**Texto proporcionado:**
»»

El fascismo cómplice de la clase media y, como decía W. Reich, de la pequeña burguesía de la clase trabajadora, coparon la Plaza en una de las expresiones populares más importantes en la historia última. La película de Renán sobre el pueblo festejando el Mundial fue también una manifestación de masas que no se puede olvidar. No era, como algunos ingenuos quieren señalar, una necesidad de expresarse frente a la represión. El pueblo colmando la Plaza de Mayo en 1982 cuando invadimos las Malvinas, y escuchando las palabras de Galtieri, también fue una manifestación popular de extraordinaria magnitud. ¿Qué hubiera pasado si los chilenos no nos hubiesen vendido y triunfábamos? ¿Alguien se lo pregunta? Las visitas de la clase media argentina pudiente que pasaba por Madrid durante la dictadura con grandes viajes proyectados por Europa criticaban al gobierno, pero viajaban y compraban más que nunca.
Hace pocos días, en un bar le pregunté a uno de los parroquianos habituales cómo vivió durante la dictadura. Me contestó que bastante bien, que después se enteró de “ciertas cosas”. Pero que con Onganía y con Videla había vivido bien. Otro me llegó a decir que hoy preferiría vivir en el gob ierno militar que en esta anarquía. Gente buena, sencilla, trabajadora –pero mayoría silenciosa–, textura de una intrinsequedad fascista que tiene una preponderancia importante entre la buena gente: nadie sabe que es fascista. Viven su propia vidita, que no es poco decir.

««

**Tareas y ejercicios:**
(1) En el texto sobre la dictadura, reproduce el fragmento desde "Hace pocos días, en" hasta "es poco decir.", ambos incluidos, y sustituye "bar" por "café".
(2) Resume en forma de lista el párrafo del texto sobre la dictadura que empieza con "Hace pocos días", conservando sus datos principales.
(3) Continúa el texto sobre la dictadura a partir de su última oración.
El listado no guarda relación con el texto proporcionado.

**Datos del ejercicio:**

»»

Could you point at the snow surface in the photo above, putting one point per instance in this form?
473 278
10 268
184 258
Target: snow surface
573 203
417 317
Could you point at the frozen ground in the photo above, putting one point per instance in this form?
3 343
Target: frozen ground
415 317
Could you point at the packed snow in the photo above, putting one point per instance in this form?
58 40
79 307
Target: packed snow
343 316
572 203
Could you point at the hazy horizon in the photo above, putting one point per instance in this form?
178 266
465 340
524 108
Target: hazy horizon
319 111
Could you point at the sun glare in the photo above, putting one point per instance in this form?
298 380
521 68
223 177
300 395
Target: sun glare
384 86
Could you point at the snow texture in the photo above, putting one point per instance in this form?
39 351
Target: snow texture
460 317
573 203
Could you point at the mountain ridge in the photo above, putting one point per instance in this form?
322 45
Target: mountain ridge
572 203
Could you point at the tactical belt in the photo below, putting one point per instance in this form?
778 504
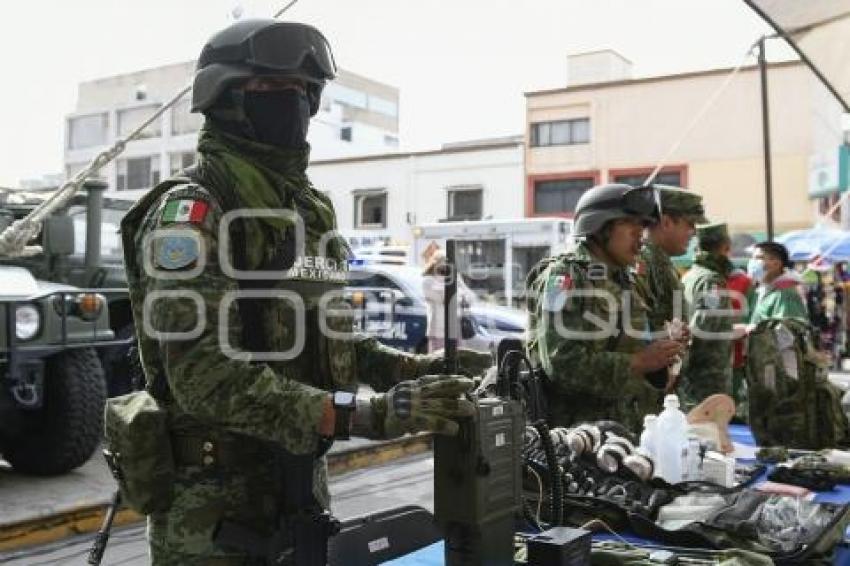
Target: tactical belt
208 451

««

**Soluciones propuestas:**
(1)
Hace pocos días, en un café le pregunté a uno de los parroquianos habituales cómo vivió durante la dictadura. Me contestó que bastante bien, que después se enteró de “ciertas cosas”. Pero que con Onganía y con Videla había vivido bien. Otro me llegó a decir que hoy preferiría vivir en el gob ierno militar que en esta anarquía. Gente buena, sencilla, trabajadora –pero mayoría silenciosa–, textura de una intrinsequedad fascista que tiene una preponderancia importante entre la buena gente: nadie sabe que es fascista. Viven su propia vidita, que no es poco decir.

(2)
- Hace pocos días, en un bar, se le preguntó a un parroquiano habitual cómo había vivido durante la dictadura.
- Respondió que bastante bien y que después se enteró de "ciertas cosas"; con Onganía y con Videla había vivido bien.
- Otro afirmó que hoy preferiría vivir bajo un gobierno militar antes que en "esta anarquía".
- Se trata de gente buena, sencilla y trabajadora, una mayoría silenciosa con una fascista "intrinsequedad" que nadie reconoce en sí mismo.
- Esa gente vive su propia "vidita".

(3)
El excepcional documental de Solanas La dignidad de los nadies es un maravilloso ejemplo sobre la dignidad de un sector marginado y excluido de la población que se une organizándose solidariamente para compartir y cubrir las necesidades elementales y que expresa la pobreza e indigencia de casi la mitad de nuestra población. La belleza de la pobreza organizada. Pobreza alegre, sin lamentos ni tristezas, ni agresiones. Nuestra reserva moral. Nuestro último bastión de dignidad. Sólo Pino puede filmar esa clase de alegría del compartir juntos. También las rondas de las Madres incitaban a la alegría de la lucha. Las luchas puntuales reivindicativas también lo son. Pero para la mayoría silenciosa, la masa gris astizforme, son siempre gente molesta, pone en evidencia la otra Argentina. La Argentina sumergida. La del subdesarrollo de los recursos humanos. Nuestros hermanos de la pobreza y de la indigencia. Ya están pensando en el veraneo y la visibilidad de esas imágenes les crea horror, culpa e indiferencia.
Cuando terminan las funciones de Variaciones Meyerhold durante el Festival Internacional de Teatro de Buenos Aires, al finalizar digo en representación del elenco de la obra y como hombre de la cultura que quiero expresar mi profundo rechazo a la presencia del presidente norteamericano en la Argentina, en la Cumbre de las Américas, en Mar del Plata. Pienso, tal vez erróneamente, que la cultura argentina debería asumir un compromiso frente a la llegada de Bush. Pero, como diría Liscano, ¿a quién le importa lo que digo en el teatro uruguayo?
Norman Briski hace la misma protesta después de cada función en el Teatro Calibán.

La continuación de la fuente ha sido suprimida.